To-do list:
(1) Output the part of the forum question on implementing a generic interface twice that runs from "I've run into" up to and including "type parameter substitutions.".
(2) In the forum question on implementing a generic interface twice, restate the paragraph beginning "EDIT: I've updated MyClass" as a brief bulleted list that keeps its main facts.
(3) Answer the following questions using the forum question on implementing a generic interface twice.
(a) In the first attempt, which two interfaces does Mapper<T1, T2> declare that it implements?
(b) In the workaround, which class implements IMapper<T2, T1>?
(c) What is the author unsure of regarding the workaround?
--- begin Given text ---
I've run into a compiler error when attempting to implement an interface twice for the same class like so:
public class Mapper<T1, T2> : IMapper<T1, T2>, IMapper<T2, T1>
{
/* implementation for IMapper<T1, T2> here. */
/* implementation for IMapper<T2, T1> here. */
}
The error:
'Mapper' cannot implement both 'IMapper' and 'IMapper' because they may unify for some type parameter substitutions.
Why does this workaround work? I'm wondering if I've solved the problem or just tricked the compiler.
public class Mapper<T1, T2> : MapperBase<T1, T2>, IMapper<T1, T2>
{
/* implementation for IMapper<T1, T2> here. */
}
public class MapperBase<T1, T2> : IMapper<T2, T1>
{
/* implementation for IMapper<T2, T1> here. */
}
EDIT: I've updated MyClass
, MyClassBase
, and IMyInterface
to Mapper
, MapperBase
, and IMapper
to represent a more real-world scenario where this issue may present itself.
--- end Given text ---
--- begin Listed entries ---
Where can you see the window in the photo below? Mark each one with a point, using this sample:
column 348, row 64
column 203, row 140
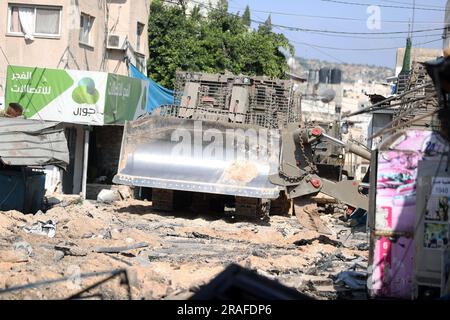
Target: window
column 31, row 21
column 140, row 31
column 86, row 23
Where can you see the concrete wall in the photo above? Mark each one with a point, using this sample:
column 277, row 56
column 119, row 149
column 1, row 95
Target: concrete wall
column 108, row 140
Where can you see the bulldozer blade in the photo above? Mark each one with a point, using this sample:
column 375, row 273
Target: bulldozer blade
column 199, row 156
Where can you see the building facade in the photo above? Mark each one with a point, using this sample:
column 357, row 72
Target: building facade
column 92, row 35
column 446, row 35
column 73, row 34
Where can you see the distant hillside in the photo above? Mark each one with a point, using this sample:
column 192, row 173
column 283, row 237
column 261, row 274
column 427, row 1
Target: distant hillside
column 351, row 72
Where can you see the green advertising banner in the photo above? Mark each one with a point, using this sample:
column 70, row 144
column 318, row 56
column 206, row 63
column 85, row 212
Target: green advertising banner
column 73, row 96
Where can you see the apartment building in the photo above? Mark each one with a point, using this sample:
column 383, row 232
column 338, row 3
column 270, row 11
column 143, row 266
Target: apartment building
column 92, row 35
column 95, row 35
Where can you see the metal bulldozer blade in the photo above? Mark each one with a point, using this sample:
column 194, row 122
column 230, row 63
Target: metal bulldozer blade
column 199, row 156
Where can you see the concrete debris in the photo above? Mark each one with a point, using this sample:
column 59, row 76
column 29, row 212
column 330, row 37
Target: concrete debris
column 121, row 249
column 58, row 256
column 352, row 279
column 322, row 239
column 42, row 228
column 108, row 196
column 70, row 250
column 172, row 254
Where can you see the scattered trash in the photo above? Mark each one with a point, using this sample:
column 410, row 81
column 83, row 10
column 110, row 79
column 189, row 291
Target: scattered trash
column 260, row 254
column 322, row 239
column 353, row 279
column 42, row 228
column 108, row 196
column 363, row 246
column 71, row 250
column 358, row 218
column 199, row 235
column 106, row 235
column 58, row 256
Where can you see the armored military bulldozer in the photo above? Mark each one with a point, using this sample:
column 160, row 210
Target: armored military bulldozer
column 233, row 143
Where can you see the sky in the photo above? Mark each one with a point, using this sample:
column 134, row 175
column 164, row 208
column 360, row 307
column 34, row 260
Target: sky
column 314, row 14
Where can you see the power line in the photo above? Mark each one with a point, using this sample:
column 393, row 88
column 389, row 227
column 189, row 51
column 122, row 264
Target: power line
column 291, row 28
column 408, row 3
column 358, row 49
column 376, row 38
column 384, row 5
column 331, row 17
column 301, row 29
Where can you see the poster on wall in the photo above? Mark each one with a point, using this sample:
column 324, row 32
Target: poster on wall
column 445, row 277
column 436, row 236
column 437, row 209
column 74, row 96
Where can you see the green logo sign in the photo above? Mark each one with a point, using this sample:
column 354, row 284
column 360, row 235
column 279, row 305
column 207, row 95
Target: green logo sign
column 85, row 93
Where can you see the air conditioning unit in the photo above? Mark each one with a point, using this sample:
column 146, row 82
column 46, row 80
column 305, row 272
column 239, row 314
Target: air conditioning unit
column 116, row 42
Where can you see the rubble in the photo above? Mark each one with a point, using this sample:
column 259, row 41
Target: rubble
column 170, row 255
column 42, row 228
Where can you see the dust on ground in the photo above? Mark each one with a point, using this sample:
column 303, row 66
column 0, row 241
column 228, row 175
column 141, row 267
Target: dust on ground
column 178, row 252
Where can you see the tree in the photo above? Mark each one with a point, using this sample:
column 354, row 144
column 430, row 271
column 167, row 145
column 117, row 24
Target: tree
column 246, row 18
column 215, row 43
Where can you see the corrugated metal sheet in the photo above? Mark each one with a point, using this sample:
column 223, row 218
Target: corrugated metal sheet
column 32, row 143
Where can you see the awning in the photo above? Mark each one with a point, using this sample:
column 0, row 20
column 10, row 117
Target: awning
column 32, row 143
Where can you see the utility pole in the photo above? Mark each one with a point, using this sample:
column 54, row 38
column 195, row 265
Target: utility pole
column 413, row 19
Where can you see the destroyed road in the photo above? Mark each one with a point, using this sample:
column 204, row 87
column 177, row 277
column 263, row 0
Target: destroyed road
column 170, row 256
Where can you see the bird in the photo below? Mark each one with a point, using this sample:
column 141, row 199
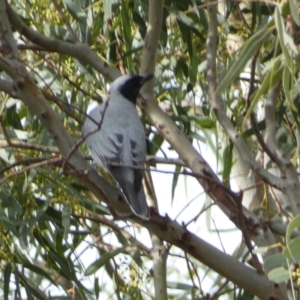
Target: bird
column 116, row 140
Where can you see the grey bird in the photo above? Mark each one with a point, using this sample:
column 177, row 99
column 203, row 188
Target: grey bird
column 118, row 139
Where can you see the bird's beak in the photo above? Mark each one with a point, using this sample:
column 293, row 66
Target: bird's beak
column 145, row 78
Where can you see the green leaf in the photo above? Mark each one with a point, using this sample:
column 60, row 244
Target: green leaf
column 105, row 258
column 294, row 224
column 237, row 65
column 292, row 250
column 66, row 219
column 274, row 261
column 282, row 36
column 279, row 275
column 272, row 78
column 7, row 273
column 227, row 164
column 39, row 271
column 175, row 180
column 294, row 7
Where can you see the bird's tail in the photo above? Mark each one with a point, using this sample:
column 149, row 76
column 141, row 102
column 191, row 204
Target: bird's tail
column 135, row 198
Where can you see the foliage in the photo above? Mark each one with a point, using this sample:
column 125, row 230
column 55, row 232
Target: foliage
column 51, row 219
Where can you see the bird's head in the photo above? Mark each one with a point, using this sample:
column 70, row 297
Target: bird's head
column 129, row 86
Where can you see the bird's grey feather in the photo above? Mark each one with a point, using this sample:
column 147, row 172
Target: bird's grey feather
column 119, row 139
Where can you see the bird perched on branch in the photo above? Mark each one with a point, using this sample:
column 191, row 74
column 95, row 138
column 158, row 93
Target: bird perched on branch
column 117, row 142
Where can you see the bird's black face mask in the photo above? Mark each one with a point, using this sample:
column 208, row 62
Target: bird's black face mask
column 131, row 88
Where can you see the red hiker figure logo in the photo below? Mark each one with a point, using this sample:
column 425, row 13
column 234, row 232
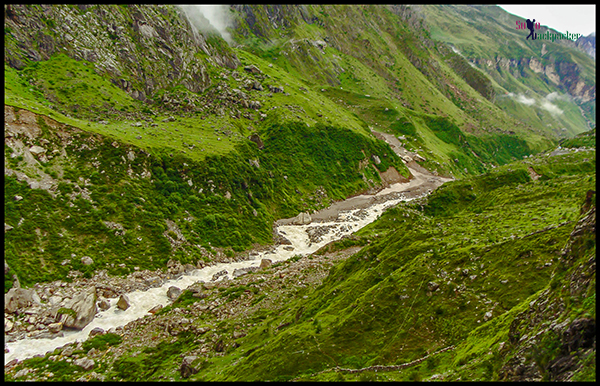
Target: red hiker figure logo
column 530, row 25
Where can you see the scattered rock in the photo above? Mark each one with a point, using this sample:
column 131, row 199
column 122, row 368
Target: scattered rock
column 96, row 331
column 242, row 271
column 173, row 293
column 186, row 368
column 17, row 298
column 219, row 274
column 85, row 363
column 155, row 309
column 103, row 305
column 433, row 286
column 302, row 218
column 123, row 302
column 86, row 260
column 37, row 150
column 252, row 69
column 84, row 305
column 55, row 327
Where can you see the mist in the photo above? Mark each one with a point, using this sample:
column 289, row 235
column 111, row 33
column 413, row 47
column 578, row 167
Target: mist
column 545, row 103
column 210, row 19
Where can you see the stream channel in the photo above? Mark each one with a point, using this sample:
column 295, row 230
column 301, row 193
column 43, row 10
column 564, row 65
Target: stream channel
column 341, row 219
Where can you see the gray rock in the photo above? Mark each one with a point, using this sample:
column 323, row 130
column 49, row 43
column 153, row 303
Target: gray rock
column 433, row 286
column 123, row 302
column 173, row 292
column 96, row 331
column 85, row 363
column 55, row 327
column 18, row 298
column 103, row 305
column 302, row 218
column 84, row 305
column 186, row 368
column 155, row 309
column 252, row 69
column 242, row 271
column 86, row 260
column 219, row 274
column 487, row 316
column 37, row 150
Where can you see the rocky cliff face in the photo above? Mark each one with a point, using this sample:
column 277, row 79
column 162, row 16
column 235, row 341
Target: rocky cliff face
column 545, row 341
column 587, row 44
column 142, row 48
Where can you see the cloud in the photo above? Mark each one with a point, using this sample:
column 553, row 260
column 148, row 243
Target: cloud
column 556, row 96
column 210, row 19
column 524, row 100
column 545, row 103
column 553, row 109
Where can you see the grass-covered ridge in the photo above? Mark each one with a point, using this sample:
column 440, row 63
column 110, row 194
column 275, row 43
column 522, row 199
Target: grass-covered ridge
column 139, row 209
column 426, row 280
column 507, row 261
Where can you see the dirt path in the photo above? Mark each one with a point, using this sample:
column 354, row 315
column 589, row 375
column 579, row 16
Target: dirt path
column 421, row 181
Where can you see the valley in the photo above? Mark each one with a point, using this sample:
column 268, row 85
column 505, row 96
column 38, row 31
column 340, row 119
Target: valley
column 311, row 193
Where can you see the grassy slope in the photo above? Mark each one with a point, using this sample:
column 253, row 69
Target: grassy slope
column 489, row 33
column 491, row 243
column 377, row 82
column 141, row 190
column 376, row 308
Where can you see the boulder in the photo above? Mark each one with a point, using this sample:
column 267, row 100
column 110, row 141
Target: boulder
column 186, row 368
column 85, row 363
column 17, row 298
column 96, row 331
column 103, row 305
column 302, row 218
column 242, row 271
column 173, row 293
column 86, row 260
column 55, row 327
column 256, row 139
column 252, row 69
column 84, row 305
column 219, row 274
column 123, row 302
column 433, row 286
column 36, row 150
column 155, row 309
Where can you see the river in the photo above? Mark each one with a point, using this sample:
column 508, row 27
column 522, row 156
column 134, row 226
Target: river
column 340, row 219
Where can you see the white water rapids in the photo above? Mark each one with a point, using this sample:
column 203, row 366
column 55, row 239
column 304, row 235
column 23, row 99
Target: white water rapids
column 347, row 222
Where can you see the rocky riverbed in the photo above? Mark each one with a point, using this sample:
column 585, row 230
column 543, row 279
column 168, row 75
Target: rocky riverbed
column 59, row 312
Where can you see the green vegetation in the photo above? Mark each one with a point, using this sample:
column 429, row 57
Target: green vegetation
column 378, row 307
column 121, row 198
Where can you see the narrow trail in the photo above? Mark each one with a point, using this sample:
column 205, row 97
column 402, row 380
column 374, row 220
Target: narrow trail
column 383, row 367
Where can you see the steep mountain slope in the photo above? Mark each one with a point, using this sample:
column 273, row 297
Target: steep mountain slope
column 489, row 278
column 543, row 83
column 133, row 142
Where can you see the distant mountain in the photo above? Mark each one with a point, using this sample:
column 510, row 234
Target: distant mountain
--- end Listed entries ---
Answer set:
(1)
I've run into a compiler error when attempting to implement an interface twice for the same class like so:
public class Mapper<T1, T2> : IMapper<T1, T2>, IMapper<T2, T1>
{
/* implementation for IMapper<T1, T2> here. */
/* implementation for IMapper<T2, T1> here. */
}
The error:
'Mapper' cannot implement both 'IMapper' and 'IMapper' because they may unify for some type parameter substitutions.

(2)
- MyClass was renamed Mapper.
- MyClassBase was renamed MapperBase.
- IMyInterface was renamed IMapper.
- The renaming represents a more real-world scenario where this issue may present itself.

(3)
(a) IMapper<T1, T2> and IMapper<T2, T1>.
(b) MapperBase<T1, T2>.
(c) Whether the workaround has solved the problem or has merely tricked the compiler.